§ What is needed
Below are some records. Repeat exactly the lines from the one containing "rosemary leaf, find" through the final line.

§ Dataset extract
____

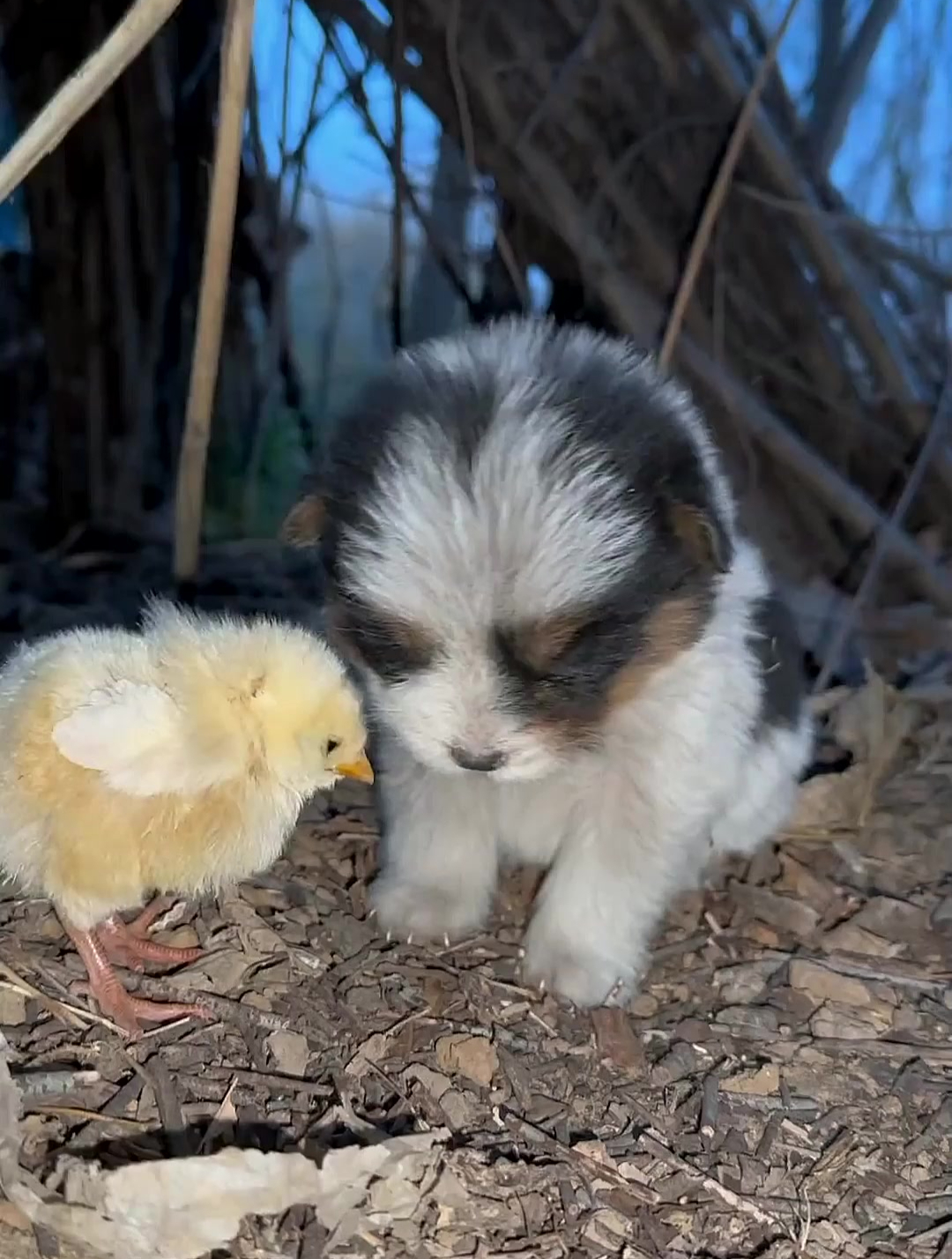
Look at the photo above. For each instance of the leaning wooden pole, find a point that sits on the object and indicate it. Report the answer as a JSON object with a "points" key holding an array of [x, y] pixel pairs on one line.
{"points": [[219, 231], [82, 90]]}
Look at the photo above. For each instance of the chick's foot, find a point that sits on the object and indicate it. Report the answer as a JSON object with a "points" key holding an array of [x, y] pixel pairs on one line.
{"points": [[114, 1001], [128, 943]]}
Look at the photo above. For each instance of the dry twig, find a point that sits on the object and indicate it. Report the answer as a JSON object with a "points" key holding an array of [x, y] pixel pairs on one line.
{"points": [[81, 91], [716, 197], [234, 88], [397, 222], [936, 437]]}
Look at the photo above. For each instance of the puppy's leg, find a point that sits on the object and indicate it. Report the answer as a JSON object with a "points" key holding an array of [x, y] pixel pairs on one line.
{"points": [[613, 879], [767, 791], [438, 869]]}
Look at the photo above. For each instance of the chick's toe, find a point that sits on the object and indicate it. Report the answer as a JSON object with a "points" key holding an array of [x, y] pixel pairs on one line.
{"points": [[126, 946], [117, 1005]]}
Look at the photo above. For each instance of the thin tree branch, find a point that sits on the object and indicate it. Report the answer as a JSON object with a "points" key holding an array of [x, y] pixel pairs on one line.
{"points": [[355, 87], [829, 126], [82, 90], [937, 435], [219, 232], [469, 145], [397, 237], [719, 189]]}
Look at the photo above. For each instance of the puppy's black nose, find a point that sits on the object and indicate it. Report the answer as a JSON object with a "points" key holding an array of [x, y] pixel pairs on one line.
{"points": [[480, 762]]}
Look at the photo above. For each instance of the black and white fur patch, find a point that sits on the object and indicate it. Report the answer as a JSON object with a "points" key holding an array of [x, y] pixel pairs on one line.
{"points": [[573, 653]]}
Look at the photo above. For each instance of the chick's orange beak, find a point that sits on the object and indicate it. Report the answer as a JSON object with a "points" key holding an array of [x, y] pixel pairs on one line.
{"points": [[361, 770]]}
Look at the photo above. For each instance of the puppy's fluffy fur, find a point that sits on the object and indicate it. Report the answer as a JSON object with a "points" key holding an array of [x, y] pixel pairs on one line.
{"points": [[573, 653]]}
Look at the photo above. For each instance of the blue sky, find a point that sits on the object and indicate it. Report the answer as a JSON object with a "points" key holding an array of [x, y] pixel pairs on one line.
{"points": [[350, 169]]}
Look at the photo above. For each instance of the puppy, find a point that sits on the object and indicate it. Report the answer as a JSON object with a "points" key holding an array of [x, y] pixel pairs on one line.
{"points": [[573, 655]]}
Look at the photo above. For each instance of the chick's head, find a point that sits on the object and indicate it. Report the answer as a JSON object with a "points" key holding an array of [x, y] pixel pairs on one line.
{"points": [[260, 697]]}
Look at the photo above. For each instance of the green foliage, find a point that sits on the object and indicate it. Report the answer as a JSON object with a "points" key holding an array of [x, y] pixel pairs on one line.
{"points": [[237, 509]]}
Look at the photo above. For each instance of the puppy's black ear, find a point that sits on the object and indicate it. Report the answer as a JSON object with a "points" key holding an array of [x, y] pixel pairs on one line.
{"points": [[304, 524], [702, 533]]}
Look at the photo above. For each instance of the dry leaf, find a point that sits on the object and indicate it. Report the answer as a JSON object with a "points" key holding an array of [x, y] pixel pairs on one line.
{"points": [[825, 985], [182, 1208], [755, 1083], [472, 1056], [617, 1040], [290, 1050], [373, 1049]]}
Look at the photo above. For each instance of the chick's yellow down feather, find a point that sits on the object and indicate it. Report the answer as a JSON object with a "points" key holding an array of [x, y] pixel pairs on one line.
{"points": [[175, 758]]}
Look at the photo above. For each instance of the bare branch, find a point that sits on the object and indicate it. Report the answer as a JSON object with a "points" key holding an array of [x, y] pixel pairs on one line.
{"points": [[81, 91], [936, 436], [719, 189], [397, 55], [831, 114], [234, 90], [829, 50]]}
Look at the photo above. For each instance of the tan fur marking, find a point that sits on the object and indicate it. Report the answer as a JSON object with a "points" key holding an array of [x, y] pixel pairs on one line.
{"points": [[672, 629], [539, 644], [304, 524], [698, 534]]}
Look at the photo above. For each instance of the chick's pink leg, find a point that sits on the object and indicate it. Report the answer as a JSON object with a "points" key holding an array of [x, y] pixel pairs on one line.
{"points": [[128, 943], [112, 999]]}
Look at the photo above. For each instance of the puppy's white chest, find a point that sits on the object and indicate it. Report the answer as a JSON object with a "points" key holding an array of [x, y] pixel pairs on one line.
{"points": [[533, 820]]}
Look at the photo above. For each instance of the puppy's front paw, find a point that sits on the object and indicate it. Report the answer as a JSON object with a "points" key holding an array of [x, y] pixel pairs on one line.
{"points": [[566, 967], [420, 911]]}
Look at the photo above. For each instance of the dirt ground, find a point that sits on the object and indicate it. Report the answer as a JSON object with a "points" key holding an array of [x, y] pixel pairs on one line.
{"points": [[781, 1087]]}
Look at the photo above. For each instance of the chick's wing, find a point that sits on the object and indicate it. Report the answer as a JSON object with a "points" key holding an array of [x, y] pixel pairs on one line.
{"points": [[132, 734]]}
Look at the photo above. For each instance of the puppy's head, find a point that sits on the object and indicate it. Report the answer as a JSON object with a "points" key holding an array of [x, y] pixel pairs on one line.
{"points": [[523, 525]]}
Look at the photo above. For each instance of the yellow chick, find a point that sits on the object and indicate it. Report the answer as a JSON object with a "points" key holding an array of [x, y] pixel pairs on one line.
{"points": [[173, 759]]}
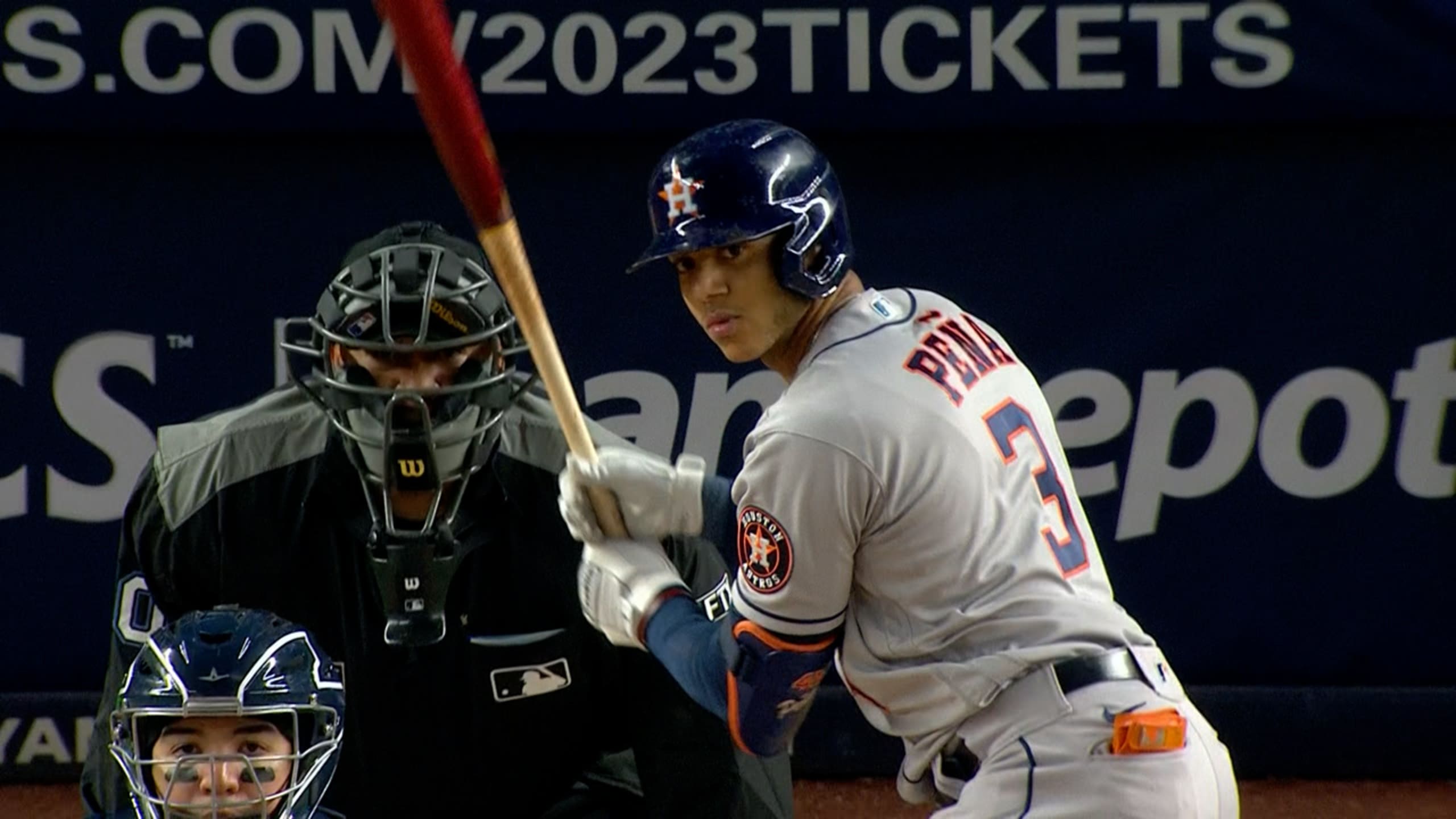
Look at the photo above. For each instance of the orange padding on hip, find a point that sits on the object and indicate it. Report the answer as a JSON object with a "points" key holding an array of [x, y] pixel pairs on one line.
{"points": [[1149, 732]]}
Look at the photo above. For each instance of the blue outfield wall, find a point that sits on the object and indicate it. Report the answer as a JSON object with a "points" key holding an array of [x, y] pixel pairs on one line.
{"points": [[1241, 299]]}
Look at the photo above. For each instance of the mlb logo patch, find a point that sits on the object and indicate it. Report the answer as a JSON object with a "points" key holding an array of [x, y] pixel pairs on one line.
{"points": [[519, 682]]}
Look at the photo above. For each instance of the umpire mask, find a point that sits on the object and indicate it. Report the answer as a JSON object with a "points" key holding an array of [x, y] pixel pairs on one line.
{"points": [[414, 299]]}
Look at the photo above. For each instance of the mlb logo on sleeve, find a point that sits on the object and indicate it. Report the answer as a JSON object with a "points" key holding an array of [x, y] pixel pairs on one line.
{"points": [[531, 681]]}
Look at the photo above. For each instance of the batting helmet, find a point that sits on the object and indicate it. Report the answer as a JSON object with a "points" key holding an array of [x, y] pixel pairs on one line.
{"points": [[749, 178]]}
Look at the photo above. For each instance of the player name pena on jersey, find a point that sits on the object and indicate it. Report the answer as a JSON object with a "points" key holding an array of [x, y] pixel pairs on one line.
{"points": [[940, 354], [765, 553]]}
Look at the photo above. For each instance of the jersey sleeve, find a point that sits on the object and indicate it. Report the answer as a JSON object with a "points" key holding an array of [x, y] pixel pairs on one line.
{"points": [[803, 506]]}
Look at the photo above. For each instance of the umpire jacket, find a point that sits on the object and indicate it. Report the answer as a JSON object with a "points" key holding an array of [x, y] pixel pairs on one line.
{"points": [[259, 506]]}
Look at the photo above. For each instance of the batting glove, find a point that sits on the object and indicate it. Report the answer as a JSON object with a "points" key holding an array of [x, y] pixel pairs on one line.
{"points": [[621, 585], [656, 499]]}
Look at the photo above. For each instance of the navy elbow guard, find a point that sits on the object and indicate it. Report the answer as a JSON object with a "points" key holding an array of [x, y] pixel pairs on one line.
{"points": [[771, 685]]}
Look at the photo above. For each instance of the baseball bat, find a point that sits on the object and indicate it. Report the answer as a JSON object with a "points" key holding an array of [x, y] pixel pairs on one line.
{"points": [[452, 114]]}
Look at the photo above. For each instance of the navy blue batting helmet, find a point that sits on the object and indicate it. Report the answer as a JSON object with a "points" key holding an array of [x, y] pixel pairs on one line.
{"points": [[749, 178], [230, 662]]}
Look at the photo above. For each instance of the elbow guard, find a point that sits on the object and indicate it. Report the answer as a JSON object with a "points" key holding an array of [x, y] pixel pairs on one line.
{"points": [[771, 685]]}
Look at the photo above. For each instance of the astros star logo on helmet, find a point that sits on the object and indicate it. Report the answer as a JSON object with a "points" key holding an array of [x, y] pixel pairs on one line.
{"points": [[679, 195]]}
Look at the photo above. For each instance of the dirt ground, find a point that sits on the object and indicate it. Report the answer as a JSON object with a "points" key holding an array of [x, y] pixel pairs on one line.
{"points": [[875, 799]]}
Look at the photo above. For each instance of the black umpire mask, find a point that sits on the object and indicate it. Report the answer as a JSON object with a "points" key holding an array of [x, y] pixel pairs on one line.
{"points": [[408, 293]]}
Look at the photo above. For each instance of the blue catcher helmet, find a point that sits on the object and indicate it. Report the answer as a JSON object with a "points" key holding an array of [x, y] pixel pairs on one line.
{"points": [[229, 662], [749, 178]]}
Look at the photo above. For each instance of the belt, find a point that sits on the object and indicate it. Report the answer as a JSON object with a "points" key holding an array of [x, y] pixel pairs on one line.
{"points": [[1081, 672]]}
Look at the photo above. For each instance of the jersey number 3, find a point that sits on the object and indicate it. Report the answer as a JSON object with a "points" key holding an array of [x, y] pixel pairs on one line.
{"points": [[1005, 423]]}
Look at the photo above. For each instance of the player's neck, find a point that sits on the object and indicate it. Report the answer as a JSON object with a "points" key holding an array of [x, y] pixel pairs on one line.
{"points": [[787, 356]]}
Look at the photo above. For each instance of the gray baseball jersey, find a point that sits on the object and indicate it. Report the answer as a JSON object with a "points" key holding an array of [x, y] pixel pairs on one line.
{"points": [[911, 486]]}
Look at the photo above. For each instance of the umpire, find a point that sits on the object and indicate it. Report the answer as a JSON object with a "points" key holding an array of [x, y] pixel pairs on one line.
{"points": [[399, 500]]}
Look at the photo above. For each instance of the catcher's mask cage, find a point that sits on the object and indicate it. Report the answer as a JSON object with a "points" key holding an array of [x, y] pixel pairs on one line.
{"points": [[230, 662], [410, 291]]}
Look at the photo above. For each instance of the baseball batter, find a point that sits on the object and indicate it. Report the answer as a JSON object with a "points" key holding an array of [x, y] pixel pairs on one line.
{"points": [[905, 509]]}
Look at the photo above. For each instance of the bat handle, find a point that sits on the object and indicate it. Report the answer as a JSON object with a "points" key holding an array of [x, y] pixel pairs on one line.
{"points": [[504, 242]]}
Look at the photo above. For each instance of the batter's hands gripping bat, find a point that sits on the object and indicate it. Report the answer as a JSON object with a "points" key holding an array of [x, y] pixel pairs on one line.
{"points": [[452, 113]]}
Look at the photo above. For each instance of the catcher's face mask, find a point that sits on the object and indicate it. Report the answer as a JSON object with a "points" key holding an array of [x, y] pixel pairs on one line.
{"points": [[414, 351]]}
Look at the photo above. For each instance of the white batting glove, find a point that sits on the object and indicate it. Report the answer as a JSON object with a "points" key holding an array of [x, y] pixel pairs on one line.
{"points": [[621, 584], [656, 499]]}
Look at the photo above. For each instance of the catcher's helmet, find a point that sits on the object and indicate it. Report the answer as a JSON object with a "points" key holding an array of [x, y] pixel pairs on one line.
{"points": [[743, 180], [230, 662], [414, 289]]}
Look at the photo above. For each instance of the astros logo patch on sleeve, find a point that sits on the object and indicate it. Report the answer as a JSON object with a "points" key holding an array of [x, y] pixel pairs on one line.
{"points": [[765, 554]]}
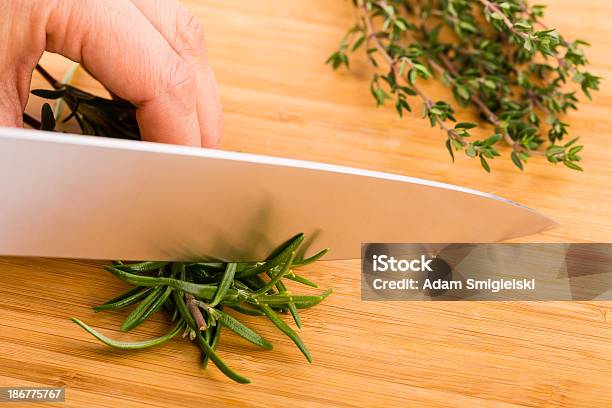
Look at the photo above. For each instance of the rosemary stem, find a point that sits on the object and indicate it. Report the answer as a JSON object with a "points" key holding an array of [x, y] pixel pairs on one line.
{"points": [[30, 121], [195, 311], [48, 77]]}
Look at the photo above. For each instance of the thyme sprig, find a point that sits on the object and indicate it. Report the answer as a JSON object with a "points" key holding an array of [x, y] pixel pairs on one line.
{"points": [[497, 56], [196, 297]]}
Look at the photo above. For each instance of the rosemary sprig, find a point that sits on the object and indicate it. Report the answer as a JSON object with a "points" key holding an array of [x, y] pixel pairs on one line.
{"points": [[501, 60], [196, 301]]}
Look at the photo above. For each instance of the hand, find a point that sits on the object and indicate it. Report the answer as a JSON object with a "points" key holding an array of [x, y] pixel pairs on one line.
{"points": [[149, 52]]}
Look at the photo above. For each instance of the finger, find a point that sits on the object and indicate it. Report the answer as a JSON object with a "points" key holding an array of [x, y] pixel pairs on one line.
{"points": [[121, 48], [185, 35], [15, 65]]}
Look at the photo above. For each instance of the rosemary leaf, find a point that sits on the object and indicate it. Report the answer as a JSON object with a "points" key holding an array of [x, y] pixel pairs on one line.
{"points": [[228, 279], [240, 329], [128, 299], [278, 322], [131, 346]]}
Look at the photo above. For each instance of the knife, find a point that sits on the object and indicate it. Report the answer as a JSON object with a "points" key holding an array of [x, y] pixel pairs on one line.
{"points": [[74, 196]]}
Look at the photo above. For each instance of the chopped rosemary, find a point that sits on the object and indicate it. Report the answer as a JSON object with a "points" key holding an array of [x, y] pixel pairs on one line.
{"points": [[196, 301], [194, 295]]}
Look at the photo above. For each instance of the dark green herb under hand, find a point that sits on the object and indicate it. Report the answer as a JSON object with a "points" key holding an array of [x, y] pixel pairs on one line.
{"points": [[197, 297], [96, 116], [497, 56]]}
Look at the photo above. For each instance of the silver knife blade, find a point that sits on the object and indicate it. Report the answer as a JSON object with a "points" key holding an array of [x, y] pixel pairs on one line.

____

§ Your response
Look at the photo above. For each instance of the rosemary leaf, find a point that sits on the object and indicate it. Report the answer as a JSON object with a "points" key holding an array of [x, y] pixel pairs on one line.
{"points": [[228, 279], [240, 329], [128, 299], [278, 322], [131, 346]]}
Look at the photo above. For each instance of the knife, find a point that sits on the object and indicate it. Report the answer as a JSON object with a "points" key holding an array of [x, y] pixel pairs on one line.
{"points": [[74, 196]]}
Look at the photo above. For each instance of the chopped rosemary, find a point that sits on the object and indicate it. Report the answer as a JSON object with a "points" key holding an array of [x, y] pixel pairs on one line.
{"points": [[196, 301], [194, 295]]}
Look at the photo above. For each instance of the dark green herb under hand, find a point that sits on the object and indicate it. Report the answer as a JSON object with a "points" key holding an array of [x, y] pixel pairs on one line.
{"points": [[197, 297], [96, 116], [497, 56]]}
Look at the photo above. For each instance of the silver knife blade, find a point that sits on the object and indicate it. Report the answer as a JSON object with a "points" key holding an array of [x, y] pixel pairs on one line.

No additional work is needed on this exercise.